▶ _Actions to take_:
1. Copy the portion of the Global Roots report between "10% of girls" and "seek medical help.", inclusive.
2. According to the Global Roots report, who did Sarah's teacher contact four months ago?

By Rick Montgomery | Executive Director, Global Roots
Just in case you haven't read our prior reports, we will start by explaining that Female Genital Mutilation is still a huge problem in East Africa.
In Kenya, where 100% of our anti-FGM effforts take place, politicians and the media frequently say that this brutal cultural practice is in decline.
While this may be true in small cities, it is absolutely not the case in small villages and certainly not in the countryside where the Maasai generally live. In these areas, FGM is practiced secretly because it is against the law and anyone who is caught doing it will go to jail and have to pay a hefty fine.
10% of girls who are subjected to FGM die either from blood loss just after the cut or during child birth when their wounds reopen and hemorrhage. The majority of girls who survive the cut suffer from both physical and mental complications related to FGM for the rest of their lives.
One of the main problems we are seeing since the criminalization of FGM is that parents are now letting their daughters bleed out instead of taking them to the hospital. Often, the village woman who uses a razor blade to perform FGM has no formal medical training and does not know what to do when a girl bleeds more than usual. In these cases, parents are opting to let their daughters bleed to death because they know they will go to jail if they seek medical help.
So, now that we know parents who subject their daughters to FGM are afraid of jail time and fines, we have a new strategy.
Starting this spring, Maasai school teachers will send flyers home with students that will spell out the legal consequences of FGM. Cease and desist letters will go out to parents who intend to cut and sell their daughters. Even though FGM is practiced secretly, most young girls can see it coming and they will soon have a legal channel to pursue. A letter from our legal team will reduce the high percentage of girls still being secretly cut in rural areas.
Another girl finds her way to our Safe House
Approximately one year ago, a young girl named Sarah ran from her home to her school on the night she was to be cut. She jumped out her bedroom window and ran as quickly as she could to the one place she felt safe: her elementary school. Fortunately, one of her teachers had forgotten her phone at school and found her on the front steps of the school. The teacher in question took Sarah home and let her stay with her for nearly eight months. Four months ago, the teacher reached out to Mary K, the manager of our Safe House and after a two-day period of due dligence by our team, Sarah was picked up and transported to our Safe House.
Sarah's father sent two drunkards to collect Sarah but they were confronted by four club-carrying securtiy guards who ushered them off the property of our safe house. The drunkards never came back.
We quickly found a boarding school that could take in Sarah so she is safe now, learning and making new friends. See Sarah standing next to Naomi, the other young woman who joined us recently.
"I am so happy to be in school," Sarah told our staff. "I want to protect little girls like me when I grow up."

(Extracted records)

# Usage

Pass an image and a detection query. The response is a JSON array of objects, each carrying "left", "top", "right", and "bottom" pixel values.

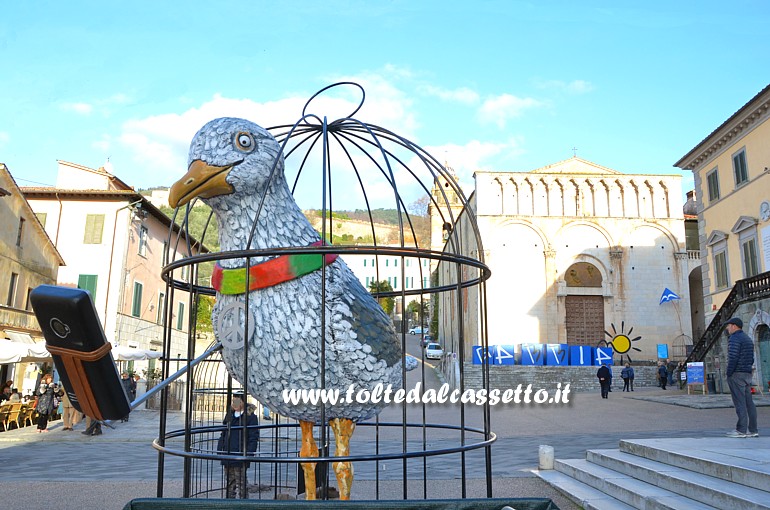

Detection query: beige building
[
  {"left": 675, "top": 85, "right": 770, "bottom": 390},
  {"left": 675, "top": 86, "right": 770, "bottom": 314},
  {"left": 432, "top": 158, "right": 699, "bottom": 360},
  {"left": 0, "top": 163, "right": 64, "bottom": 390},
  {"left": 22, "top": 161, "right": 206, "bottom": 370}
]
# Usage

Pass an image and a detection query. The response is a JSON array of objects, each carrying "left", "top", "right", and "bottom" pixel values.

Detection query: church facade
[{"left": 432, "top": 158, "right": 699, "bottom": 361}]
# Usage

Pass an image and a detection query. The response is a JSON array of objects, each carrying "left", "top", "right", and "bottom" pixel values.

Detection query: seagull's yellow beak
[{"left": 168, "top": 159, "right": 235, "bottom": 209}]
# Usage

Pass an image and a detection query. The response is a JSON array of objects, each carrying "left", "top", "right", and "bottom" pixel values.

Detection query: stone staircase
[{"left": 535, "top": 437, "right": 770, "bottom": 510}]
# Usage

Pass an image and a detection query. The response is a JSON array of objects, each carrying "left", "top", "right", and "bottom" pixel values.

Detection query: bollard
[{"left": 537, "top": 444, "right": 553, "bottom": 470}]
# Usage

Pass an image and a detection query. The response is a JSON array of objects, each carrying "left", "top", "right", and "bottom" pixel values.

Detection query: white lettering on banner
[{"left": 282, "top": 382, "right": 570, "bottom": 406}]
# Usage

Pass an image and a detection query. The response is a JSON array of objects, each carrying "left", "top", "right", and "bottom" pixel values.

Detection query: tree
[
  {"left": 406, "top": 299, "right": 430, "bottom": 324},
  {"left": 430, "top": 268, "right": 441, "bottom": 338},
  {"left": 369, "top": 280, "right": 396, "bottom": 316},
  {"left": 409, "top": 195, "right": 430, "bottom": 217}
]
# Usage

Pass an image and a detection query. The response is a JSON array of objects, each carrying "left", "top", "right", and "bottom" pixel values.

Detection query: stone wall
[{"left": 465, "top": 364, "right": 658, "bottom": 393}]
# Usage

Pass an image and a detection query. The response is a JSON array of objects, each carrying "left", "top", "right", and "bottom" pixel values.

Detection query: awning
[
  {"left": 112, "top": 345, "right": 163, "bottom": 361},
  {"left": 0, "top": 330, "right": 51, "bottom": 364}
]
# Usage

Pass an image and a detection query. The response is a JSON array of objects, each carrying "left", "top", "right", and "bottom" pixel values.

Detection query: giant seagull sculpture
[{"left": 169, "top": 118, "right": 402, "bottom": 499}]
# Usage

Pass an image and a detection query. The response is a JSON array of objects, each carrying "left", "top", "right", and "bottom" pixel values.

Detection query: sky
[{"left": 0, "top": 0, "right": 770, "bottom": 209}]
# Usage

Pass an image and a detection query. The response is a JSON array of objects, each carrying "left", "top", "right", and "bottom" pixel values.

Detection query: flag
[{"left": 658, "top": 287, "right": 682, "bottom": 305}]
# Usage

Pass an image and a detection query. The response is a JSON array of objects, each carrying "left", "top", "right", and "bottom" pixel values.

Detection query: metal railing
[{"left": 686, "top": 271, "right": 770, "bottom": 362}]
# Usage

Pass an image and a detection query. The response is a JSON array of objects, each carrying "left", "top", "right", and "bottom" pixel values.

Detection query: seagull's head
[{"left": 168, "top": 117, "right": 283, "bottom": 208}]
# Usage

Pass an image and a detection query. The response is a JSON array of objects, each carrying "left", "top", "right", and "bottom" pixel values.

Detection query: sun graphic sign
[{"left": 599, "top": 321, "right": 642, "bottom": 363}]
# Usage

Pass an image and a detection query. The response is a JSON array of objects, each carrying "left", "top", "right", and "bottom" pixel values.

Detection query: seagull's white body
[{"left": 172, "top": 118, "right": 402, "bottom": 423}]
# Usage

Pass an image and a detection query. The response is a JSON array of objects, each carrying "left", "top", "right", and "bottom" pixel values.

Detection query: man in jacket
[
  {"left": 596, "top": 365, "right": 612, "bottom": 398},
  {"left": 725, "top": 317, "right": 759, "bottom": 437},
  {"left": 217, "top": 396, "right": 259, "bottom": 499}
]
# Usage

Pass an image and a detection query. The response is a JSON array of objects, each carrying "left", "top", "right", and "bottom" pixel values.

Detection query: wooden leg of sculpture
[
  {"left": 299, "top": 421, "right": 318, "bottom": 499},
  {"left": 329, "top": 418, "right": 356, "bottom": 499}
]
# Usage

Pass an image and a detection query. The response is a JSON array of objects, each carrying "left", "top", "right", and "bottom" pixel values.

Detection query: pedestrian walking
[
  {"left": 658, "top": 361, "right": 668, "bottom": 390},
  {"left": 726, "top": 317, "right": 759, "bottom": 437},
  {"left": 62, "top": 391, "right": 83, "bottom": 430},
  {"left": 217, "top": 396, "right": 259, "bottom": 499},
  {"left": 120, "top": 372, "right": 136, "bottom": 422},
  {"left": 35, "top": 374, "right": 61, "bottom": 433},
  {"left": 596, "top": 365, "right": 612, "bottom": 398},
  {"left": 620, "top": 362, "right": 634, "bottom": 391}
]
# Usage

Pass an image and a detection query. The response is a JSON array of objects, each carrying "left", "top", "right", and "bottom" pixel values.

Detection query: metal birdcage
[{"left": 154, "top": 82, "right": 495, "bottom": 499}]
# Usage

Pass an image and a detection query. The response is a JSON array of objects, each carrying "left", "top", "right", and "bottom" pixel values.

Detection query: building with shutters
[
  {"left": 0, "top": 163, "right": 64, "bottom": 394},
  {"left": 431, "top": 157, "right": 700, "bottom": 361},
  {"left": 22, "top": 161, "right": 205, "bottom": 369},
  {"left": 675, "top": 85, "right": 770, "bottom": 390}
]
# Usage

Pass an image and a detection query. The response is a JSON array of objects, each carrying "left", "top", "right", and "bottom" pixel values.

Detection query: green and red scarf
[{"left": 211, "top": 241, "right": 338, "bottom": 294}]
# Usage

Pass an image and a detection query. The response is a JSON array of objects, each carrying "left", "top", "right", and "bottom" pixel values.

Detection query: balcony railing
[
  {"left": 687, "top": 271, "right": 770, "bottom": 362},
  {"left": 0, "top": 305, "right": 41, "bottom": 335}
]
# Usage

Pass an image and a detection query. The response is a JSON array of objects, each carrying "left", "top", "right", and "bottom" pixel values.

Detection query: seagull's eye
[{"left": 235, "top": 131, "right": 256, "bottom": 152}]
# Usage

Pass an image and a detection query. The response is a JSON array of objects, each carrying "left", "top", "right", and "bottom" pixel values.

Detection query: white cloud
[
  {"left": 535, "top": 80, "right": 594, "bottom": 94},
  {"left": 61, "top": 103, "right": 94, "bottom": 115},
  {"left": 478, "top": 94, "right": 543, "bottom": 129}
]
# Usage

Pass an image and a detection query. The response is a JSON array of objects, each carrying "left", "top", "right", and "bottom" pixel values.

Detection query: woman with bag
[{"left": 35, "top": 374, "right": 61, "bottom": 434}]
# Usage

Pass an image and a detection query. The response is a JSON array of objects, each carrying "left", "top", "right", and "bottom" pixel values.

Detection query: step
[
  {"left": 586, "top": 450, "right": 770, "bottom": 510},
  {"left": 532, "top": 469, "right": 634, "bottom": 510},
  {"left": 620, "top": 437, "right": 770, "bottom": 490},
  {"left": 554, "top": 459, "right": 716, "bottom": 510}
]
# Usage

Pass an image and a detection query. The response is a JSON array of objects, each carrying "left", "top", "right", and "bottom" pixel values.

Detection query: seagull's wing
[{"left": 329, "top": 259, "right": 401, "bottom": 367}]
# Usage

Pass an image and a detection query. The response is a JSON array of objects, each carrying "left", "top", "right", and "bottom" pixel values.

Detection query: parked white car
[{"left": 425, "top": 343, "right": 444, "bottom": 359}]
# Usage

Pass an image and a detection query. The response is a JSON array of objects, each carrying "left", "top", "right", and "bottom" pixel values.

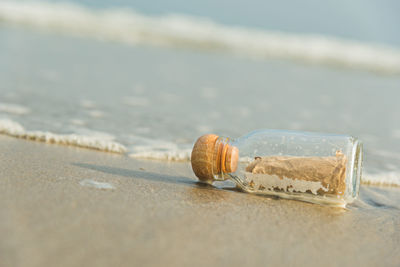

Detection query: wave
[
  {"left": 0, "top": 119, "right": 126, "bottom": 153},
  {"left": 0, "top": 0, "right": 400, "bottom": 74}
]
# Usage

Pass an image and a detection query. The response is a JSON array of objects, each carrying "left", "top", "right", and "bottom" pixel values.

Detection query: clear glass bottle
[{"left": 192, "top": 130, "right": 362, "bottom": 207}]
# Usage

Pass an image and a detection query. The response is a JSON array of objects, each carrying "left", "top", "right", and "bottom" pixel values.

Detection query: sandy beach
[
  {"left": 0, "top": 0, "right": 400, "bottom": 267},
  {"left": 0, "top": 136, "right": 400, "bottom": 266}
]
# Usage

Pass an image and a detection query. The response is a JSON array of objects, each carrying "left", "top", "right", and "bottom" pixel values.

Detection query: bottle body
[{"left": 213, "top": 130, "right": 362, "bottom": 207}]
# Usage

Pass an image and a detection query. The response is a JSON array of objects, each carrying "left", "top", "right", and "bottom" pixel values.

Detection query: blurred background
[{"left": 0, "top": 0, "right": 400, "bottom": 185}]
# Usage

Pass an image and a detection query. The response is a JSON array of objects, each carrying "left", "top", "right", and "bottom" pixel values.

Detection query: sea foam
[
  {"left": 0, "top": 0, "right": 400, "bottom": 74},
  {"left": 0, "top": 119, "right": 126, "bottom": 153},
  {"left": 0, "top": 103, "right": 30, "bottom": 115}
]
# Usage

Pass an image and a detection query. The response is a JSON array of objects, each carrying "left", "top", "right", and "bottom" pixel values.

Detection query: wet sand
[{"left": 0, "top": 136, "right": 400, "bottom": 266}]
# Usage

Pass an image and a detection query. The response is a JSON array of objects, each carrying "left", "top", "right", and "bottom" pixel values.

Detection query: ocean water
[{"left": 0, "top": 1, "right": 400, "bottom": 186}]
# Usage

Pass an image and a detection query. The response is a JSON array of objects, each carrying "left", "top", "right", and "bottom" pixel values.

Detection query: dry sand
[{"left": 0, "top": 136, "right": 400, "bottom": 266}]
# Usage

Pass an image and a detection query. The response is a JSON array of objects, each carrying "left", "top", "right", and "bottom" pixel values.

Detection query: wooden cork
[{"left": 191, "top": 134, "right": 239, "bottom": 183}]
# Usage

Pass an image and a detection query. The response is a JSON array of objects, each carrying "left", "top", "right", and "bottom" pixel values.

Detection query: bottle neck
[{"left": 213, "top": 136, "right": 239, "bottom": 181}]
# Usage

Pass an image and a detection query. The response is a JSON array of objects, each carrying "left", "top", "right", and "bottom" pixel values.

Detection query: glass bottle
[{"left": 191, "top": 130, "right": 362, "bottom": 207}]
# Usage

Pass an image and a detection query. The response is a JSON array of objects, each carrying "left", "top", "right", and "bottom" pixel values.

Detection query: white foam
[
  {"left": 79, "top": 179, "right": 114, "bottom": 189},
  {"left": 0, "top": 119, "right": 126, "bottom": 153},
  {"left": 0, "top": 0, "right": 400, "bottom": 74},
  {"left": 0, "top": 103, "right": 30, "bottom": 115},
  {"left": 129, "top": 138, "right": 192, "bottom": 161},
  {"left": 361, "top": 171, "right": 400, "bottom": 186}
]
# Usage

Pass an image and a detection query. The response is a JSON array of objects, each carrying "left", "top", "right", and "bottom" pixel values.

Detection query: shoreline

▶ _Answers to this exercise_:
1.
10% of girls who are subjected to FGM die either from blood loss just after the cut or during child birth when their wounds reopen and hemorrhage. The majority of girls who survive the cut suffer from both physical and mental complications related to FGM for the rest of their lives.
One of the main problems we are seeing since the criminalization of FGM is that parents are now letting their daughters bleed out instead of taking them to the hospital. Often, the village woman who uses a razor blade to perform FGM has no formal medical training and does not know what to do when a girl bleeds more than usual. In these cases, parents are opting to let their daughters bleed to death because they know they will go to jail if they seek medical help.

2. Mary K, the manager of the Safe House.